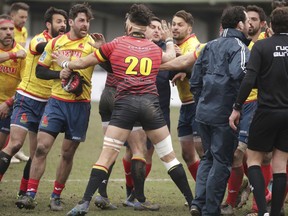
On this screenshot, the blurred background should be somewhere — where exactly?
[0,0,271,105]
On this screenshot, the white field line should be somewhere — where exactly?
[0,178,192,183]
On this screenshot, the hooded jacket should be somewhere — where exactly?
[190,28,250,125]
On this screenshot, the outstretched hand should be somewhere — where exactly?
[171,72,186,86]
[88,33,106,49]
[51,51,70,66]
[229,109,241,131]
[161,20,173,40]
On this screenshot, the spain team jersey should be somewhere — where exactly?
[38,33,96,102]
[14,27,28,46]
[0,42,25,103]
[17,31,53,101]
[94,36,162,99]
[176,34,200,103]
[105,73,117,88]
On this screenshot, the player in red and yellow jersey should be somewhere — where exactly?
[0,15,26,155]
[16,4,95,210]
[10,2,29,48]
[0,7,67,211]
[172,10,201,181]
[221,5,272,215]
[54,4,192,216]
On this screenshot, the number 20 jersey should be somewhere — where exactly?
[94,36,162,99]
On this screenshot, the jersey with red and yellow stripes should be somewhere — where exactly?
[176,34,200,103]
[17,30,53,101]
[38,33,96,102]
[94,36,162,98]
[0,42,26,103]
[14,27,28,48]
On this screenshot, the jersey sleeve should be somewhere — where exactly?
[29,35,46,55]
[38,39,55,67]
[94,39,118,62]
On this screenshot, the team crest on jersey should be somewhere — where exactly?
[39,51,47,61]
[20,113,28,124]
[41,116,48,127]
[78,43,84,49]
[37,38,45,43]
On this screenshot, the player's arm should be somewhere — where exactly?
[36,64,60,80]
[0,50,27,63]
[161,20,176,63]
[35,42,48,54]
[52,51,100,70]
[160,52,196,71]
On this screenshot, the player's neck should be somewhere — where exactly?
[0,40,14,51]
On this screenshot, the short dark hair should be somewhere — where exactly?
[173,10,194,26]
[246,5,267,22]
[271,0,288,10]
[9,2,29,14]
[150,16,161,23]
[44,7,68,23]
[126,4,153,26]
[271,7,288,33]
[0,14,12,20]
[69,3,93,20]
[221,6,246,29]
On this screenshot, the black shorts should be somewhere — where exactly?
[248,109,288,152]
[110,94,166,131]
[99,86,116,122]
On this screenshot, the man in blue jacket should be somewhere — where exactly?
[190,6,250,216]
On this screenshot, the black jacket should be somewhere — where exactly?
[190,29,250,125]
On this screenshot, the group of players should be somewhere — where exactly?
[0,0,286,215]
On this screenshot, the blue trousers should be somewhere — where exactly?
[192,122,238,216]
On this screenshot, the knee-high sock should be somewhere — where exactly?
[82,165,108,202]
[145,163,152,178]
[131,158,146,202]
[51,181,65,198]
[270,173,287,215]
[18,158,32,195]
[188,160,200,181]
[168,164,193,206]
[0,151,12,181]
[98,162,115,198]
[248,166,267,215]
[122,158,134,197]
[26,178,40,198]
[226,166,244,207]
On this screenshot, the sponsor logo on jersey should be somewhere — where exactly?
[0,65,16,74]
[273,46,288,57]
[78,43,84,49]
[41,116,48,127]
[39,51,47,62]
[20,113,28,123]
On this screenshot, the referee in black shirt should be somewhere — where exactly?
[229,7,288,216]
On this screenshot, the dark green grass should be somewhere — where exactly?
[0,103,284,216]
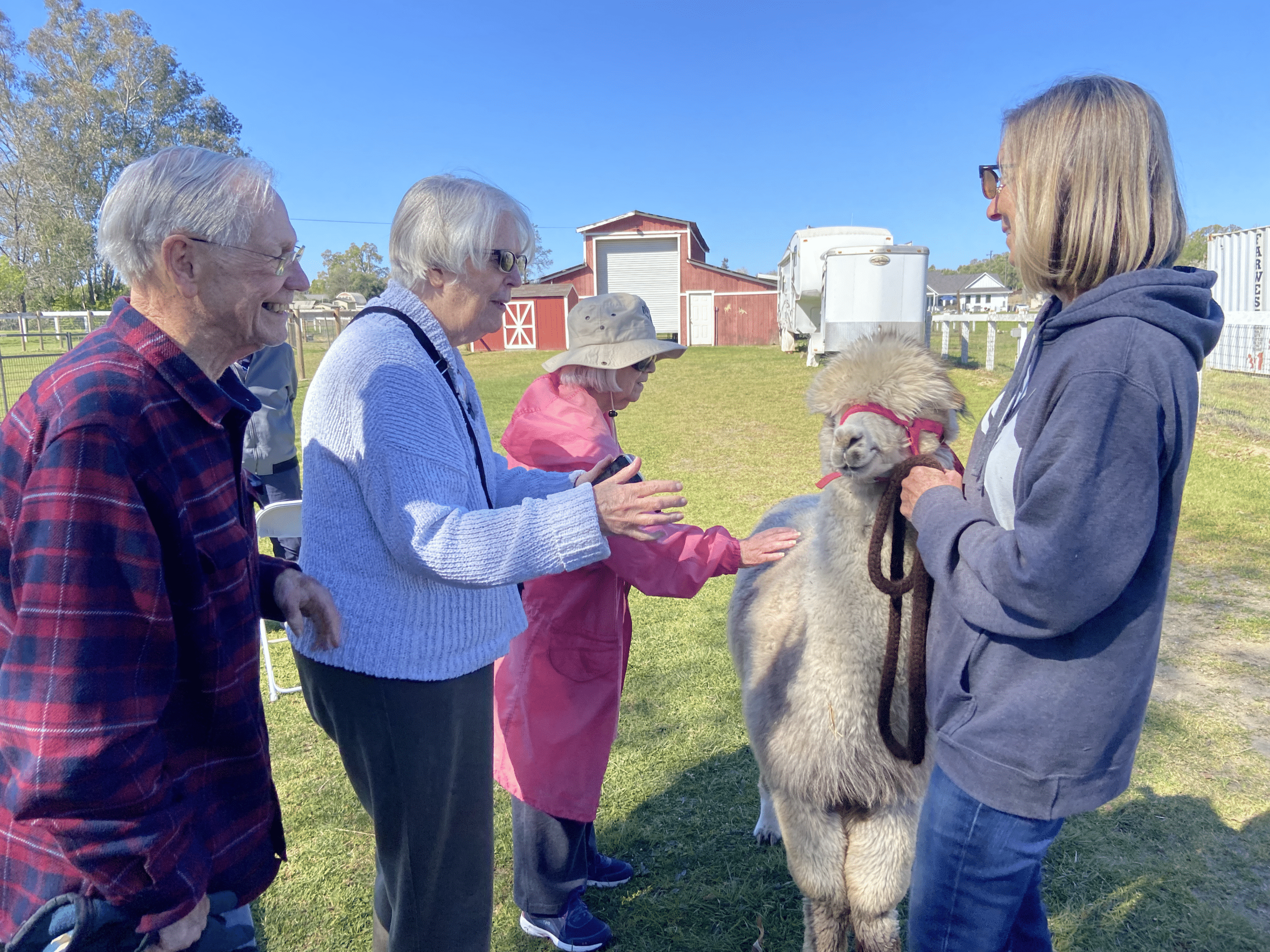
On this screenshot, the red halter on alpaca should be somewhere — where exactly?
[816,404,964,489]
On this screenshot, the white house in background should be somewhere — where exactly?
[926,272,1010,313]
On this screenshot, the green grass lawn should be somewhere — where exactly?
[256,348,1270,952]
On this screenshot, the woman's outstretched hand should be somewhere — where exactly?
[740,526,803,569]
[589,456,689,542]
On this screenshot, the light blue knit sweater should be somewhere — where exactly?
[292,282,608,680]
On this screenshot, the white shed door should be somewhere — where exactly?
[503,301,537,351]
[689,292,714,347]
[596,238,680,334]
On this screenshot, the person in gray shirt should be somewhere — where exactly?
[234,342,300,561]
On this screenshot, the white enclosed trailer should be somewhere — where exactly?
[777,226,930,367]
[1208,227,1270,374]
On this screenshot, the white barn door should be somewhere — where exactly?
[503,301,537,351]
[596,238,680,334]
[689,291,714,347]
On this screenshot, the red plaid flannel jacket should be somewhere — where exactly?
[0,298,291,941]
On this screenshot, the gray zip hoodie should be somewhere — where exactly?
[913,268,1222,820]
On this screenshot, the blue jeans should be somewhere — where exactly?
[908,767,1063,952]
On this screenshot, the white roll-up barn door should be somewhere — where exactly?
[596,238,680,334]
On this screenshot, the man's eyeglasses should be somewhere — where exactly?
[489,247,530,274]
[186,235,305,278]
[979,165,1005,198]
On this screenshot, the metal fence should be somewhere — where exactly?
[1208,322,1270,376]
[0,351,65,413]
[287,310,354,379]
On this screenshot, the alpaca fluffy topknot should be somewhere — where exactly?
[807,330,965,419]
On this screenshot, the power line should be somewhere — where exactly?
[291,216,576,231]
[291,217,392,225]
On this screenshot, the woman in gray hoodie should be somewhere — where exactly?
[903,76,1222,952]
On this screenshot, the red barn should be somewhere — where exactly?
[538,212,780,345]
[472,283,578,352]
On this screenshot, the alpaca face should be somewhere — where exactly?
[826,413,909,482]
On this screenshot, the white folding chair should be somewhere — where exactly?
[255,499,300,701]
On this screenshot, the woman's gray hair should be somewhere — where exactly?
[388,175,536,290]
[97,146,273,283]
[560,363,622,394]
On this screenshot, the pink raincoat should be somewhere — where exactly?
[494,373,740,823]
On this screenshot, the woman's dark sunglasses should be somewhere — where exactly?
[489,247,530,274]
[979,165,1001,198]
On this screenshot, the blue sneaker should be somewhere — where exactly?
[587,853,635,890]
[521,890,613,952]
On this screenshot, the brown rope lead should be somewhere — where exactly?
[869,454,944,764]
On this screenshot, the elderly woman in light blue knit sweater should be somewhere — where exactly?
[292,175,683,952]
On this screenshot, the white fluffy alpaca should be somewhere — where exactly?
[728,334,964,952]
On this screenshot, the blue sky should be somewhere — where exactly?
[5,0,1270,274]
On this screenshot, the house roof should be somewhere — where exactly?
[512,283,574,297]
[926,272,1010,295]
[689,258,776,287]
[578,211,710,251]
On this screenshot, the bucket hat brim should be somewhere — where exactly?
[542,338,689,373]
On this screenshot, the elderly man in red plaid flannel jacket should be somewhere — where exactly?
[0,147,339,950]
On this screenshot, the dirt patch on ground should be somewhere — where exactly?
[1150,565,1270,759]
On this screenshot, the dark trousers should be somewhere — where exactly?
[296,651,494,952]
[256,466,300,562]
[512,797,596,916]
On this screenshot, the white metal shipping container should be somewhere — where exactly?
[1208,227,1270,311]
[1206,227,1270,376]
[776,225,894,351]
[808,244,930,354]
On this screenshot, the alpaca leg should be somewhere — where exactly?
[846,802,921,952]
[771,791,851,952]
[803,896,851,952]
[755,775,781,845]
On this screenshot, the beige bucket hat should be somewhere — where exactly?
[542,291,687,372]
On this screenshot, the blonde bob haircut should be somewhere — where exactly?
[1001,76,1186,298]
[560,363,622,394]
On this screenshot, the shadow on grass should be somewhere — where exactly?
[587,748,803,952]
[1045,787,1270,952]
[528,749,1270,952]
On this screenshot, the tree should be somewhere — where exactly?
[0,0,244,306]
[0,256,27,311]
[1173,225,1240,268]
[524,225,555,283]
[310,241,388,299]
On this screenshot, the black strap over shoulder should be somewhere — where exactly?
[349,304,494,509]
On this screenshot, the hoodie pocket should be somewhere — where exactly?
[934,630,988,736]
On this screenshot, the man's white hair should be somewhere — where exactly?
[97,146,273,283]
[560,363,622,394]
[388,175,536,290]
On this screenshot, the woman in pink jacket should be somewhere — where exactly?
[494,293,798,952]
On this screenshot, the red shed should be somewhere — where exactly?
[472,283,578,351]
[538,212,780,345]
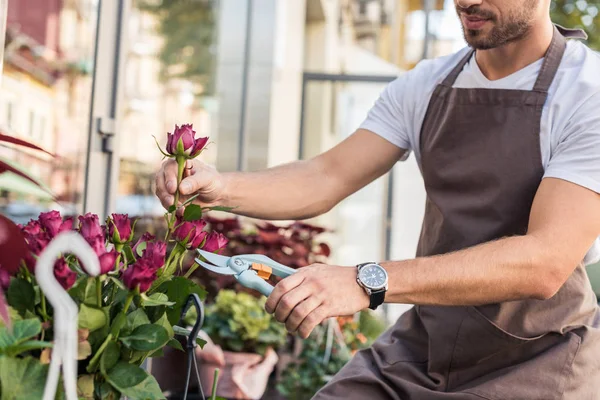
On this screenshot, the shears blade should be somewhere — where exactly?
[197,249,231,267]
[196,258,236,275]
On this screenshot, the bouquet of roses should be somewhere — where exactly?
[0,125,227,399]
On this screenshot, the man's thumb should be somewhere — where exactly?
[179,175,200,195]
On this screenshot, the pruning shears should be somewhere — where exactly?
[196,249,296,297]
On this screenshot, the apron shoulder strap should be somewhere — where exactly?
[533,25,576,93]
[442,48,475,87]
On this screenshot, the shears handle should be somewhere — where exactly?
[236,270,273,297]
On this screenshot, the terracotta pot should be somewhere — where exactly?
[197,345,279,399]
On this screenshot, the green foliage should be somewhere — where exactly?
[137,0,218,96]
[107,362,165,400]
[0,318,52,357]
[277,325,350,400]
[277,311,386,400]
[7,278,35,317]
[0,356,48,400]
[550,0,600,50]
[204,290,287,354]
[183,204,202,221]
[158,276,206,325]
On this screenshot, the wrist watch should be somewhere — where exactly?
[356,262,388,310]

**EXERCISE DIRECTIONS:** Could you copy out, word for word, everything from the line containing "On this screenshot, the blue jeans" down to the line containing "[542,338,689,373]" above, including both of those lines?

**COMPLETE OUTPUT:**
On this screenshot, the blue jeans should be somewhere — where exactly?
[908,767,1063,952]
On this screenshot, the white roll-up barn door should be somewhere — where exactly?
[596,238,680,334]
On this screenshot, the man's eyeglasses should be somewhere — where exactly?
[489,247,530,274]
[186,235,305,278]
[979,165,1005,198]
On this screenshot, the metal fence should be somewhere — where exactly?
[1208,322,1270,376]
[0,351,65,413]
[287,310,354,379]
On this screenshot, the alpaca fluffy topknot should be somewhere — where exactly?
[807,330,965,419]
On this screenshot, the power line should be somewhere — where exactly?
[291,216,576,231]
[291,217,392,225]
On this screenshot, the woman in gray hoodie should be somewhere — where exactly?
[903,76,1222,952]
On this screenshot, the red barn should be somewhere — where exactly?
[538,212,780,345]
[472,283,578,352]
On this screenshot, the alpaca face should be somewhere — where exactly?
[826,413,909,482]
On this screenshot, the white folding chair should be somewhere — where exactly?
[255,499,300,701]
On this screenshot, the woman's gray hair should be somewhere — where exactly?
[388,175,536,290]
[97,146,273,283]
[560,363,622,394]
On this screenshot, the pink raincoat should be somewhere — where exactly?
[494,373,740,823]
On this screenshot, the woman's dark sunglasses should be somewhere — where exactly?
[489,247,530,274]
[979,165,1001,198]
On this screenshot, the blue sneaker should be somewhere — where exactly?
[587,853,635,890]
[521,890,613,952]
On this screenshot, the brown rope lead should be somewhere — where exactly?
[869,454,944,764]
On this screenshot, the elderly woman in light blue knit sweater should be somewhere — where exactly?
[292,175,683,952]
On this screenshot, the white fluffy alpaca should be somewhere — where exactly?
[728,334,964,952]
On this screenshot, the blue sky should be somewhere — where exactly?
[5,0,1270,274]
On this screenshot, the house roof should be somewhere — where exactly?
[512,283,574,297]
[926,272,1010,295]
[689,258,776,287]
[578,211,710,251]
On this screenshot, the bucket hat brim should be somewhere — where exactly?
[542,338,689,373]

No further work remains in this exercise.